▶ Text extract:

If that is easily possible this is doomed from the start, IMO.
You get into situations where you are at the mercy of a single person.
The linked issue's closing comment is even more backward.
The issue opener did not asked for talking to people which do not want talk to him.
Blocking between users is one thing, and can be good to have. Their issue was that the whole federate instance doesn't peers with him, out of theirs or the federated instance in questions people choice or support.
Peering needs to be done unconditionally, even over edges, IMO. Blocking needs to be in the sole control of the user, not the admin of a federation server. All else doesn't makes this better than Facebook, or any other single server instance without federation.
> How is it worse than Twitter, which can also ban you?
Who said anything about twitter and worse?? Shouldn't this be better than Twitter?
> What about instances that are mostly spam? What about instances that are dedicated to harassment (eg. Kiwifarms)?
Why is that an issue? You do not get spewed their spam in your face as long as you do not follow anybody?
It has to be the users decision, anything else is doomed to be abused against users.
And if this would become an issue, and one want's to have a more drastic approach to handle bad apples a decision of the a federates instances users, i.e., a conses or quorum, needs to decide.
> you're free to use an instance with a block policy that aligns with your opinion
No, you do not understand the basic issue here. Not only the block policy of the instance I'm on is the issue, but all the others. So how does your proposal solves this?
Agreed on all points, except that with Mastodon is always possible to create a single-user instance where (a) you are in control of the blocklists and (b) admins of other instances will be less likely to block you.
(b) less likely is, well, less likely. Better but not of use, as seen in the linked issue you can easily "loose" access to 19000 other people, just due to one admin with whatever reasoning, good or bad, they have - in a "Fediverse" it should be never the decision of the admin for the users.
At least if the goal is not having silos and decentralization.
> Imagine if email services worked this way! “subscriber@otherhost is rumored to be slightly politically oriented in a way we don’t like, so we as admins have prevented everyone@thishost from mailing everyone@otherhost, and vice versa”.

▶ Records shown:
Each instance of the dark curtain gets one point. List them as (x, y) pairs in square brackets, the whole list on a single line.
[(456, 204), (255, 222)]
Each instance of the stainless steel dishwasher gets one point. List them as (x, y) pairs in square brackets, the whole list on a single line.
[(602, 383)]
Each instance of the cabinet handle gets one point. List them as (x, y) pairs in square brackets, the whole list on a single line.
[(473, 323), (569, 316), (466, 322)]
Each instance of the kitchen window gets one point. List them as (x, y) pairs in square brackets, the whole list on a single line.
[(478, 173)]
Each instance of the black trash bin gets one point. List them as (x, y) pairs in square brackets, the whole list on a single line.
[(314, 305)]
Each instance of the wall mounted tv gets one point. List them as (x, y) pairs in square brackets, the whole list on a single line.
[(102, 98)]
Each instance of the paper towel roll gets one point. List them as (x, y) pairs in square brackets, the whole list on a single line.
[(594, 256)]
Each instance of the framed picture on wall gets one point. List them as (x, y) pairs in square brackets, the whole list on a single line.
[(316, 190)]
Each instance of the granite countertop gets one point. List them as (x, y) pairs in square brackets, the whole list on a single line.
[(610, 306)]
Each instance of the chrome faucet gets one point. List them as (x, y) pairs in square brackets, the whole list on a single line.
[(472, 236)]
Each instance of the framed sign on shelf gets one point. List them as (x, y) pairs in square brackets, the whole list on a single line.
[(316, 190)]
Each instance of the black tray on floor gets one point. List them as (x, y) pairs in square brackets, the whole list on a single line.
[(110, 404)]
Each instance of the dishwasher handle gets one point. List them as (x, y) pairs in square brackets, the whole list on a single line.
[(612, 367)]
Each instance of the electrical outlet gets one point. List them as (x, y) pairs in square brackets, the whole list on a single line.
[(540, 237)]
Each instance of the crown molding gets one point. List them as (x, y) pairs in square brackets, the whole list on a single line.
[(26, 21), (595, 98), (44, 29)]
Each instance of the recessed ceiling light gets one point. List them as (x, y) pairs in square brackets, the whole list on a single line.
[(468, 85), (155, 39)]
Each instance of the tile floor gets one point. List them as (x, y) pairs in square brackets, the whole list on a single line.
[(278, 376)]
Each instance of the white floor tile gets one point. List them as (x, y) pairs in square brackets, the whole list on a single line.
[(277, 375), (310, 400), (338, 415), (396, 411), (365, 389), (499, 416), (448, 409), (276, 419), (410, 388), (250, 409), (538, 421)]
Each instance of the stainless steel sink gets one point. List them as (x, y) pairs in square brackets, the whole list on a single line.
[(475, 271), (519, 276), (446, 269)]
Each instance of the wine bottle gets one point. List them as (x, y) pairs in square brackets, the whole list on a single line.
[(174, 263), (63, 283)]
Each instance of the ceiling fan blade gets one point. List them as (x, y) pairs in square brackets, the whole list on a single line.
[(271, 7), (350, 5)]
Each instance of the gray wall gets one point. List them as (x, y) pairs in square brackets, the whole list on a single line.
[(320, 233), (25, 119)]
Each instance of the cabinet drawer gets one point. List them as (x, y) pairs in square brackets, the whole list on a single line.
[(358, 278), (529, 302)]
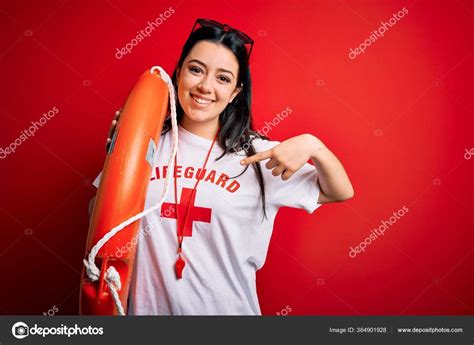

▶ Direction 1: Repeat a passage from the comment on federation blocking word for word, beginning at "It has to be" and stopping after "proposal solves this?".
▶ Direction 2: Reproduce the lines of the listing precisely, starting at the line that contains "Each instance of the framed picture" and ending after the line that contains "[(110, 404)]".

▶ Task solution 1:
It has to be the users decision, anything else is doomed to be abused against users.
And if this would become an issue, and one want's to have a more drastic approach to handle bad apples a decision of the a federates instances users, i.e., a conses or quorum, needs to decide.
> you're free to use an instance with a block policy that aligns with your opinion
No, you do not understand the basic issue here. Not only the block policy of the instance I'm on is the issue, but all the others. So how does your proposal solves this?

▶ Task solution 2:
Each instance of the framed picture on wall gets one point. List them as (x, y) pairs in square brackets, the whole list on a single line.
[(316, 190)]
Each instance of the granite countertop gets one point. List them as (x, y) pairs in square brackets, the whole list on a single line.
[(610, 306)]
Each instance of the chrome faucet gets one point. List them as (x, y) pairs in square brackets, the whole list on a single line.
[(472, 236)]
Each instance of the framed sign on shelf gets one point. List them as (x, y) pairs in square brackets, the whole list on a single line.
[(316, 190)]
Each instance of the black tray on floor gets one point. List them as (x, y) pairs in square brackets, the whole list on a single line.
[(110, 404)]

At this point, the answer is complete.